What is expected> Exact copies of all the entries below are expected in the answer.

··········

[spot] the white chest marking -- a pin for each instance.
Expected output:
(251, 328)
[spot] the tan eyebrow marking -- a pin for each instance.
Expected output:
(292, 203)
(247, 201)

··········

Written response>
[spot] the white chest marking -- a pin for each instance.
Expected output:
(251, 328)
[spot] the tan eyebrow marking -- a pin for each instance.
Expected output:
(292, 203)
(247, 201)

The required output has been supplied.